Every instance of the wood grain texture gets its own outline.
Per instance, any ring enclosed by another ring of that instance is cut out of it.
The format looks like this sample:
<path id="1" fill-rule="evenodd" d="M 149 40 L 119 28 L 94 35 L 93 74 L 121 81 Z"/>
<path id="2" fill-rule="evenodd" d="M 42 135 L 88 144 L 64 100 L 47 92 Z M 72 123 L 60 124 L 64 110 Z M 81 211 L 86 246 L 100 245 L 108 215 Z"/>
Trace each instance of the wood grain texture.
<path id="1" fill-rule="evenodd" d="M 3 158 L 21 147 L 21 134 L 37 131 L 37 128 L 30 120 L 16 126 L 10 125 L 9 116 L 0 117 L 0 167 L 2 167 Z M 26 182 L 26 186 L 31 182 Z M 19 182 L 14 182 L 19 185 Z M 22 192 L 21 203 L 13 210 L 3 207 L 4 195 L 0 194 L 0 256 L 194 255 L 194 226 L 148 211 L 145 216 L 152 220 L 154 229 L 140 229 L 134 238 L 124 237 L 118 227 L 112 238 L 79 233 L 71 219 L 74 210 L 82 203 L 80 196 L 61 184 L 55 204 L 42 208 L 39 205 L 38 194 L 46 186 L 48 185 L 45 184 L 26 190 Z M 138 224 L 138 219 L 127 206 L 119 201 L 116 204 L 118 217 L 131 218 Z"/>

═══

» TO DO
Faithfully reproduce all of the records, character for character.

» TASK OUTPUT
Every instance of the wood grain texture gets its own outline.
Per instance, any ring enclosed by another ring of that instance is cut out of it.
The format looks like this sample:
<path id="1" fill-rule="evenodd" d="M 149 40 L 119 28 L 94 35 L 93 74 L 121 81 Z"/>
<path id="2" fill-rule="evenodd" d="M 42 135 L 88 144 L 64 100 L 47 92 Z M 72 123 L 60 124 L 64 110 Z M 81 211 L 86 246 L 100 245 L 108 215 Z"/>
Trace each instance of the wood grain texture.
<path id="1" fill-rule="evenodd" d="M 3 158 L 21 147 L 21 134 L 37 131 L 37 128 L 30 120 L 16 126 L 10 125 L 9 116 L 0 117 L 0 167 L 2 167 Z M 26 182 L 26 186 L 31 182 Z M 19 182 L 14 182 L 19 185 Z M 22 192 L 21 203 L 13 210 L 3 207 L 4 195 L 0 194 L 0 256 L 194 255 L 194 226 L 148 211 L 145 216 L 152 220 L 154 229 L 140 229 L 134 238 L 124 237 L 118 227 L 112 238 L 79 233 L 71 219 L 74 210 L 82 203 L 80 196 L 61 184 L 55 204 L 42 208 L 39 205 L 38 194 L 46 186 L 48 185 L 45 184 L 26 190 Z M 138 224 L 138 219 L 127 206 L 119 201 L 116 204 L 118 217 L 131 218 Z"/>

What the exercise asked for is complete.